- TEXTO FUENTE:
=====

Muy pocos paseos prohíben los auriculares y obligan la libreta. Apenas quedan ciudades que arrojen un ruido más provechoso que el de los cascos, pero la pandemia ha reescrito la partitura de tal manera... ¡Ya nada suena como antes! Se puede apresar la noticia incluso con los ojos cerrados.

Son las nueve en la Puerta del Sol. Faltan dos horas para el toque de queda. Entorno los párpados junto a dos patrullas de la policía municipal. No es posible, ¿dónde está Madrid?

Qué extraño, es como si el latido de un pueblo hubiera conquistado la metrópoli. El traqueteo de los pasos, las constantes vitales de la bicicleta, el ladrido de un perro, el vuelo de una paloma, el tañido de la campana en una iglesia cerrada... Resuenan con inquietante nitidez.

Cuentan que lo de Stravinsky con las orquestas fue más revolucionario que el golpe de Lenin en 1917. El terrible Ígor situó la percusión -siempre tan en segundo plano- al frente del ejército instrumental. Algo parecido ha sucedido en Madrid. Los sonidos antes imperceptibles se han convertido en protagonistas.

El radio de un kilómetro que encorseta cada excursión -así lo ordena el famoso plan de desescalada- ha levantado fronteras entre los barrios. Siguiendo la lógica del Napoleón de Notting Hill, los distritos se han erigido en Estados independientes.

Blandiendo el salvoconducto periodístico, deambulo por Malasaña, Lavapiés, Las Letras, Ópera... Sólo les faltan una moneda y un idioma. La edad, la ropa y el acento de los peatones conforman un test infalible.

Hay un hombre negro con rastas que baila a ritmo de reggae: tenía que ser Tirso De Molina. Dos chavales gafapastas y con camisas de manga corta: la plaza del Dos de Mayo. No hay arquetipo que funcione sin realidad. Ahí estaban todos ellos, dispuestos a salvaguardar el tópico.

Cuando me acerco al Palacio Real, me doy cuenta de que he empezado a sudar. Las últimas noches que salí a escribir hacía frío. El confinamiento, que ya ha cumplido cincuenta días, nos ha robado la Transición. Ésa que nos llevaba, en un río de seda, del jersey a las camisetas.

Encuentro un hueco en la arboleda de las fuentes y las estatuas. Me siento dentro, pero en el ángulo justo para ver la plaza. Veo a la desobediencia, que se ha puesto a remojo en los bancos. Grupos de cuatro y cinco personas. Viene la policía: "Todo el mundo fuera".

=====

- MATERIAL EXTRAÍDO:
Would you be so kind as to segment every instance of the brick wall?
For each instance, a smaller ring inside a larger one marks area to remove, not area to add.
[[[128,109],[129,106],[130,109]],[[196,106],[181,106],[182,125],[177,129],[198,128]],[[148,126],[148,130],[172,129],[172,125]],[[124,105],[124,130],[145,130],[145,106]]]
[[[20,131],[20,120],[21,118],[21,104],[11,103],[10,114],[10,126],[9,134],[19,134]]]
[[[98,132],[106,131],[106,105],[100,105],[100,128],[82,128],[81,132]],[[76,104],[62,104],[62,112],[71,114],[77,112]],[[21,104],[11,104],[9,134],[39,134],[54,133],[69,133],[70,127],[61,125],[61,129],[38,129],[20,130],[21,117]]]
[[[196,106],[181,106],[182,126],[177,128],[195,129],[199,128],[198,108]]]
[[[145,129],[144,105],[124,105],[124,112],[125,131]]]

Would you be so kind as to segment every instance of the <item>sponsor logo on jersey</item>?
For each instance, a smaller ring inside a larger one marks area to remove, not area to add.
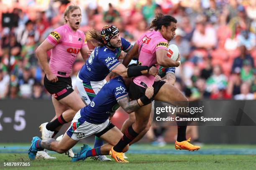
[[[114,64],[115,62],[116,62],[117,61],[118,61],[117,59],[115,59],[111,61],[110,62],[109,62],[108,63],[108,64],[107,65],[107,67],[109,66],[110,65]]]
[[[51,95],[51,96],[54,97],[55,98],[57,98],[58,97],[58,95],[56,93],[53,94],[52,95]]]
[[[84,133],[79,132],[79,133],[77,133],[77,139],[81,139],[81,138],[84,137]]]
[[[107,58],[106,58],[106,59],[105,59],[105,61],[106,62],[109,62],[110,60],[113,60],[115,59],[115,58],[114,57],[108,57]]]
[[[118,103],[117,103],[115,105],[112,107],[112,111],[113,112],[115,112],[115,110],[117,110],[117,109],[119,107],[119,104]]]
[[[50,34],[50,35],[52,37],[54,38],[57,40],[59,42],[59,39],[60,39],[60,35],[59,33],[56,31],[53,31]]]
[[[165,47],[168,48],[168,43],[166,42],[160,42],[156,45],[156,47]]]
[[[146,35],[145,35],[145,37],[142,39],[142,42],[143,43],[145,43],[145,44],[148,44],[149,42],[151,40],[151,38],[149,38],[147,37]]]
[[[69,35],[69,40],[72,41],[73,40],[73,38],[72,37],[72,35]]]
[[[126,92],[126,89],[120,85],[120,86],[115,88],[115,91],[117,92],[115,93],[115,95],[118,95],[125,93]]]
[[[71,88],[72,88],[72,87],[70,86],[69,85],[68,85],[68,87],[67,87],[67,89],[68,90]]]
[[[78,54],[78,52],[80,52],[80,49],[70,48],[67,49],[67,52],[71,54]]]
[[[169,49],[168,52],[167,52],[167,57],[171,58],[172,55],[172,54],[173,54],[173,51],[172,51],[171,49]]]
[[[97,55],[97,54],[96,54]],[[90,64],[92,64],[92,61],[93,60],[93,59],[94,58],[94,50],[92,51],[92,53],[90,55],[89,58],[88,59],[88,62]]]

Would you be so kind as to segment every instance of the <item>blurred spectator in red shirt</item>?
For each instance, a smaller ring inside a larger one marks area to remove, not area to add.
[[[35,42],[39,40],[40,34],[34,27],[34,23],[31,20],[28,20],[26,22],[26,27],[22,30],[19,30],[17,36],[17,40],[21,45],[26,44],[29,35],[34,35]]]
[[[117,18],[120,17],[120,14],[110,3],[108,4],[108,10],[104,13],[103,20],[107,23],[111,23]]]
[[[250,64],[252,68],[254,68],[254,61],[253,59],[251,56],[251,54],[248,52],[245,46],[242,45],[240,48],[241,54],[239,56],[235,58],[233,65],[232,65],[232,72],[234,72],[235,69],[236,68],[242,68],[243,60],[247,60],[250,61]]]
[[[43,11],[36,12],[35,23],[36,29],[39,32],[40,36],[49,26],[49,22],[46,20],[44,15],[44,12]]]
[[[234,99],[236,100],[254,100],[254,95],[250,92],[250,85],[249,83],[245,82],[241,85],[241,93],[235,95]]]

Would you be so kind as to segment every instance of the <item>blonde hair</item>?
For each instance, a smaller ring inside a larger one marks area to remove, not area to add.
[[[64,22],[65,22],[65,23],[67,23],[67,20],[66,20],[66,19],[65,19],[65,17],[67,16],[67,17],[68,17],[69,14],[69,13],[73,12],[74,10],[77,9],[79,9],[79,10],[80,10],[80,11],[81,11],[81,9],[80,9],[80,7],[77,5],[69,5],[67,7],[67,8],[66,8],[66,10],[65,10],[65,11],[64,11],[64,13],[63,14],[63,17],[64,18]]]

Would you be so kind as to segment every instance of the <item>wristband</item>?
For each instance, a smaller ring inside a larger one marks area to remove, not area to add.
[[[151,102],[151,99],[148,98],[145,95],[141,96],[140,99],[144,105],[147,105]]]

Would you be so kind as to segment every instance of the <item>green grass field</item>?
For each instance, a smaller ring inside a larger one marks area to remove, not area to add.
[[[175,150],[172,145],[160,148],[152,147],[150,145],[134,145],[131,146],[128,152],[130,153],[126,154],[130,162],[124,164],[118,163],[114,161],[100,162],[90,159],[84,161],[72,162],[70,158],[67,155],[54,152],[50,152],[50,154],[56,157],[56,159],[38,159],[31,161],[26,153],[26,148],[28,148],[28,144],[18,145],[0,144],[0,169],[54,170],[256,169],[256,146],[251,145],[205,145],[200,151],[191,152]],[[79,148],[75,147],[74,150],[77,151]],[[232,155],[233,153],[236,155]],[[4,166],[5,162],[29,162],[30,166],[9,167]]]

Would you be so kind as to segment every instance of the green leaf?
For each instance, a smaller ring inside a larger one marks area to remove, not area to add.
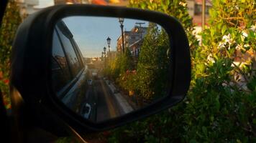
[[[197,142],[195,139],[192,139],[191,140],[189,141],[189,143],[197,143]]]
[[[204,132],[204,135],[207,136],[207,129],[206,129],[206,127],[203,126],[202,130],[203,130],[203,132]]]

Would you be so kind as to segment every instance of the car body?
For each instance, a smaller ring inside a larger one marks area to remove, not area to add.
[[[58,97],[76,112],[81,110],[78,107],[87,89],[85,67],[83,56],[71,32],[63,21],[59,21],[53,31],[52,86]]]
[[[88,85],[92,85],[93,84],[93,79],[88,79],[87,80],[87,84]]]

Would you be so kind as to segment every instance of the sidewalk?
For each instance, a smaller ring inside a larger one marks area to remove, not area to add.
[[[122,97],[122,95],[120,93],[115,93],[116,89],[114,86],[114,84],[111,82],[109,84],[109,80],[104,79],[104,81],[106,82],[106,84],[109,87],[109,88],[113,93],[113,95],[116,99],[119,106],[122,109],[124,113],[127,114],[134,111],[134,109],[129,104],[129,103],[126,101],[126,99]]]

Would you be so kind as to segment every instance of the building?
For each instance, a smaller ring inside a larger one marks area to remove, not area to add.
[[[137,56],[142,44],[144,37],[147,34],[147,27],[134,26],[131,31],[124,31],[124,47],[128,48],[133,56]],[[116,51],[122,51],[122,35],[117,39]]]

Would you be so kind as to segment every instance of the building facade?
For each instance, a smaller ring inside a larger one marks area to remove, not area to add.
[[[140,46],[142,44],[144,37],[147,34],[147,27],[134,26],[131,31],[124,31],[124,48],[128,49],[132,55],[139,56]],[[116,51],[122,51],[122,35],[117,39]]]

=====

- DESCRIPCIÓN DE TAREA:
Prosigue el texto sobre el paseo nocturno por Madrid durante el confinamiento a partir de su última frase, la que acaba con «Todo el mundo fuera».

- RESULTADO:
-Oiga, usted también.

-¿Yo?

-Sí.

Maldita sea. Con lo rico que le sabe al pecador hacerse pasar por justo. Marché hacia ese Madrid de los faroles viejos y las luces blancas, allí donde las tascas todavía dan la batalla al esnobismo. ¡Viva Casa Paco!

Alzo la cabeza y miro al viaducto de Segovia. ¿Se habrá tirado alguien desde que comenzó la cuarentena? Alcanzo a ver esos poblados que se improvisan en las faldas del puente. ¿Cómo es la calle cuando sólo la pisan los que la duermen?

Hay algo de la libertad recobrada en nuestros andares, nuestras conversaciones y nuestras soledades -sí, veo más paseante solitario que nunca-. Es difícil de explicar... La ciudad parece más segura. Más inofensiva. Menos estridente.

En estas calles resulta imposible acordarse de esos políticos navajeros que, 25.000 muertos después, siguen incapaces de acuñar un pacto. Qué digno está el Congreso vacío, qué bien harían en morder sus dos leones.

Ya voy llegando al Paseo del Prado. La Cibeles, Neptuno... Brilla a lo lejos el templo de Los Jerónimos. Son los destellos del tango de Gardel, "el parpadeo de las luces que, a lo lejos, van marcando nuestro retorno".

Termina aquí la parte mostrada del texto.